If a line in the data below includes the string "wall", please return a copy of it.

[Data records]
((
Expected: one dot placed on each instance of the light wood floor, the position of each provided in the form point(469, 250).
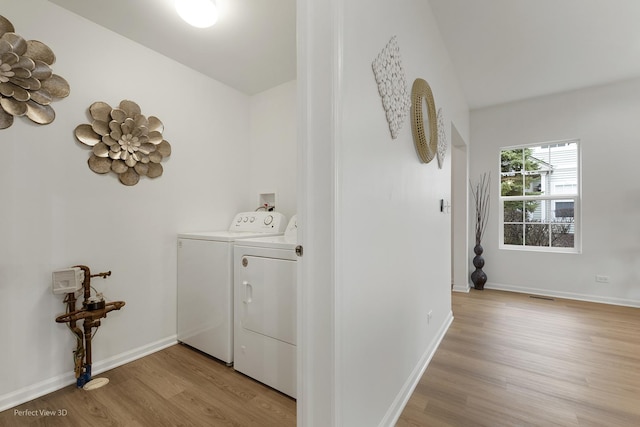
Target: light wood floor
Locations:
point(173, 387)
point(507, 360)
point(512, 360)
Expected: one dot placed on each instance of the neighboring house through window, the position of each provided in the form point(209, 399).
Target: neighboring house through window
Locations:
point(540, 197)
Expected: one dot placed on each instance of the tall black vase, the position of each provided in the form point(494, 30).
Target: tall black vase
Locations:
point(478, 277)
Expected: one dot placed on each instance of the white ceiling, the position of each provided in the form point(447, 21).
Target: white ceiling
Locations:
point(251, 48)
point(502, 50)
point(506, 50)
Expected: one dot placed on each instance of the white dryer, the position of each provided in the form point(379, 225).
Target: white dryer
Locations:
point(265, 318)
point(205, 281)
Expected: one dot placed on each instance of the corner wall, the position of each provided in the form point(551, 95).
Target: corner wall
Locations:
point(386, 291)
point(55, 212)
point(605, 119)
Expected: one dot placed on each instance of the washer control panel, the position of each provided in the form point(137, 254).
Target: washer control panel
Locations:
point(258, 221)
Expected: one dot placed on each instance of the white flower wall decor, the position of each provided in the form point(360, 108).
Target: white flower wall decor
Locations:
point(392, 86)
point(27, 83)
point(442, 139)
point(124, 141)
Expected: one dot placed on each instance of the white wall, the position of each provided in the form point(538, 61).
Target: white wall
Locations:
point(605, 119)
point(273, 142)
point(55, 212)
point(388, 252)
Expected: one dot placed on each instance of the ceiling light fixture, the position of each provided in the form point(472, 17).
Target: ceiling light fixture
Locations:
point(199, 13)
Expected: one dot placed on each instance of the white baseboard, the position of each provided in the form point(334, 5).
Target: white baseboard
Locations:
point(461, 288)
point(50, 385)
point(566, 295)
point(395, 410)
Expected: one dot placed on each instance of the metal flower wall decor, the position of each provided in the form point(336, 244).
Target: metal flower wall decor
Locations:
point(27, 83)
point(124, 141)
point(442, 139)
point(392, 86)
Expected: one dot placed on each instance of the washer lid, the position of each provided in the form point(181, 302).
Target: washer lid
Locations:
point(225, 235)
point(275, 242)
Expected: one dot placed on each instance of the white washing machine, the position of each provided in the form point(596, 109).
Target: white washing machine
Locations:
point(205, 281)
point(265, 318)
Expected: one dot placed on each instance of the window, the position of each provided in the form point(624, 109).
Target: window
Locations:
point(540, 197)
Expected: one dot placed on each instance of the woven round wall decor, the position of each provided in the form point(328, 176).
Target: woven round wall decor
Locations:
point(426, 149)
))
-- Expected output --
Expected: one dot placed on each instance of the corner wall, the position of each provided in the form point(551, 95).
Target: corner wall
Expected: one dot placed on each instance of the white flower wall decor, the position of each provided in the form point(360, 108).
Target: white flower wall decor
Expected: one dot placed on each instance of the white wall, the position of each provided in the form point(538, 61).
Target: white wall
Expected: one dot placed on each instance of the metal flower wall decor, the position of each provided in the form point(336, 244).
Target: metal flower wall decor
Expected: one dot placed on each instance of the woven round wall decor, the position of each provided in the form point(328, 176).
Target: woven round wall decor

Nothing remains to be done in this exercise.